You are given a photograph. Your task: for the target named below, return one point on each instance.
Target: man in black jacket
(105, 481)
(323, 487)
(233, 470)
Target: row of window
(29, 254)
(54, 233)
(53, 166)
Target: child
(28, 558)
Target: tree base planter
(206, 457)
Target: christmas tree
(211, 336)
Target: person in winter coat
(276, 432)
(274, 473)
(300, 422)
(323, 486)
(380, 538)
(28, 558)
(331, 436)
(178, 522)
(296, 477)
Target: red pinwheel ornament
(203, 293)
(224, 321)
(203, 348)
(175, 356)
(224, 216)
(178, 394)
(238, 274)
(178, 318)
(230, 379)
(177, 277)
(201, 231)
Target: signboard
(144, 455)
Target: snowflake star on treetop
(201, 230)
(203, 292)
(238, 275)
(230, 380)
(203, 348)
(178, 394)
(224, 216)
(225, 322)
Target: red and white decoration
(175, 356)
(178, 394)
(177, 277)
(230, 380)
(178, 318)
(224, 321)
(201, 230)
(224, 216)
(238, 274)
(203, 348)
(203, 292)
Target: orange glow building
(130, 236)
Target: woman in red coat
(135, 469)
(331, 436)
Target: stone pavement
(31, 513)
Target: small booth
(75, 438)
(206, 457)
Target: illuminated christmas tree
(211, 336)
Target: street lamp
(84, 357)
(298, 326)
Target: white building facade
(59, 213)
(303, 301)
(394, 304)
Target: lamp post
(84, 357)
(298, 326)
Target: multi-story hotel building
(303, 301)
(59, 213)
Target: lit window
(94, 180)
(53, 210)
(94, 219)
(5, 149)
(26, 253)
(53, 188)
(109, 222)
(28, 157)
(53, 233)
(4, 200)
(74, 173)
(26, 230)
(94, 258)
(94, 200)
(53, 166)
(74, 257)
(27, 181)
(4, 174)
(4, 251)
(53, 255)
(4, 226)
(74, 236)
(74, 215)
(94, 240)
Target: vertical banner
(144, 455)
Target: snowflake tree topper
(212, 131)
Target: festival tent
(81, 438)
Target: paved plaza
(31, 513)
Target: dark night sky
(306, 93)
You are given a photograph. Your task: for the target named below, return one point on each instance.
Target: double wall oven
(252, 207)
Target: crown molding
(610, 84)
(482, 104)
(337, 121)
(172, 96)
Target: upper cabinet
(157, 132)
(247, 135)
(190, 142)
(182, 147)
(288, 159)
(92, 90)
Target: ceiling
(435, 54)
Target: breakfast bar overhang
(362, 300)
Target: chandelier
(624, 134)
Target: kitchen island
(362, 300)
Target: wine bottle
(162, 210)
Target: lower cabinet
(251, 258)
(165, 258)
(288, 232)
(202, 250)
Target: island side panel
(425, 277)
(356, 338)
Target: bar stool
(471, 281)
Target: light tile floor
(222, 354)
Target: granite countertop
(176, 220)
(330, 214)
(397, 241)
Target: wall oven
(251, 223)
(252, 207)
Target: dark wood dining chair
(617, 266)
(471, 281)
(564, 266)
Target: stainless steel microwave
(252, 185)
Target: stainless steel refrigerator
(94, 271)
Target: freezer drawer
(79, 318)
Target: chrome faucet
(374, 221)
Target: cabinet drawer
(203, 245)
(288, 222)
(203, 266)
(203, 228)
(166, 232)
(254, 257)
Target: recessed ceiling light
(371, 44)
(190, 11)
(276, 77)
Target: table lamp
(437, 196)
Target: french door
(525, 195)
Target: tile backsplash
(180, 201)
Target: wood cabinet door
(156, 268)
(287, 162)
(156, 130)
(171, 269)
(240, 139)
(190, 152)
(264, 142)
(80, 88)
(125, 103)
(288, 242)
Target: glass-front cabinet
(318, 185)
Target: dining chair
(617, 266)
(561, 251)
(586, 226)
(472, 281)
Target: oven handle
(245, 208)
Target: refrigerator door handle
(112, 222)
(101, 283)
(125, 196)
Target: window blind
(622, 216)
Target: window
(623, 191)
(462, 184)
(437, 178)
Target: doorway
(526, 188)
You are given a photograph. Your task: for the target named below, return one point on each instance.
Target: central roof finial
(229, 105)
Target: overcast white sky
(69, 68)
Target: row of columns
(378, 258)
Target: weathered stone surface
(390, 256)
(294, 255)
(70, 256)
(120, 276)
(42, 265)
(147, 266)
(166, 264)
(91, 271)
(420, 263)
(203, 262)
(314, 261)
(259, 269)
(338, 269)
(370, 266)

The task
Can you reproduce word for word the stretch of the material above from the line containing "Target: crown molding" through the last line of the material, including both ends?

In response
Target: crown molding
(610, 84)
(482, 104)
(337, 121)
(172, 96)
Target: upper cabinet
(157, 132)
(247, 135)
(190, 142)
(182, 147)
(288, 159)
(92, 90)
Target: ceiling
(435, 54)
Target: breakfast bar overhang
(362, 300)
Target: chandelier
(624, 134)
Target: kitchen island
(362, 300)
Target: wine bottle
(162, 210)
Target: lower cabinet
(251, 258)
(165, 258)
(288, 232)
(202, 250)
Target: island side panel
(425, 277)
(356, 338)
Target: bar stool
(471, 281)
Target: light tile floor
(222, 354)
Target: granite countertop
(176, 220)
(330, 214)
(397, 241)
Target: wall oven
(251, 223)
(252, 207)
Target: dark wood dining chair
(617, 266)
(471, 281)
(564, 266)
Target: stainless steel microwave
(252, 185)
Target: stainless steel refrigerator
(94, 271)
Target: freezer drawer
(79, 318)
Target: chrome faucet
(374, 221)
Target: cabinet drawer
(203, 245)
(288, 222)
(203, 266)
(203, 228)
(166, 232)
(254, 257)
Target: recessed ceiling light
(371, 44)
(190, 11)
(276, 77)
Target: table lamp
(437, 196)
Target: french door
(525, 195)
Target: tile backsplash
(180, 201)
Target: wood cabinet door
(156, 268)
(287, 162)
(156, 130)
(171, 269)
(240, 139)
(190, 152)
(264, 142)
(80, 88)
(125, 103)
(288, 242)
Target: glass-front cabinet
(318, 185)
Target: dining chair
(617, 266)
(561, 251)
(586, 226)
(472, 281)
Target: oven handle
(245, 208)
Target: refrigerator door handle
(112, 222)
(101, 283)
(125, 196)
Target: window blind
(622, 216)
Target: window
(623, 191)
(462, 184)
(437, 178)
Target: doorway
(526, 188)
You are given a photograph. Your task: for the target named below, return one point on each instance.
Target: central roof finial
(229, 105)
Target: overcast white sky
(69, 68)
Target: row of columns
(378, 258)
Target: weathered stone surface
(390, 256)
(294, 255)
(70, 256)
(120, 276)
(42, 265)
(147, 266)
(166, 264)
(91, 271)
(420, 263)
(203, 262)
(314, 261)
(259, 269)
(338, 269)
(370, 266)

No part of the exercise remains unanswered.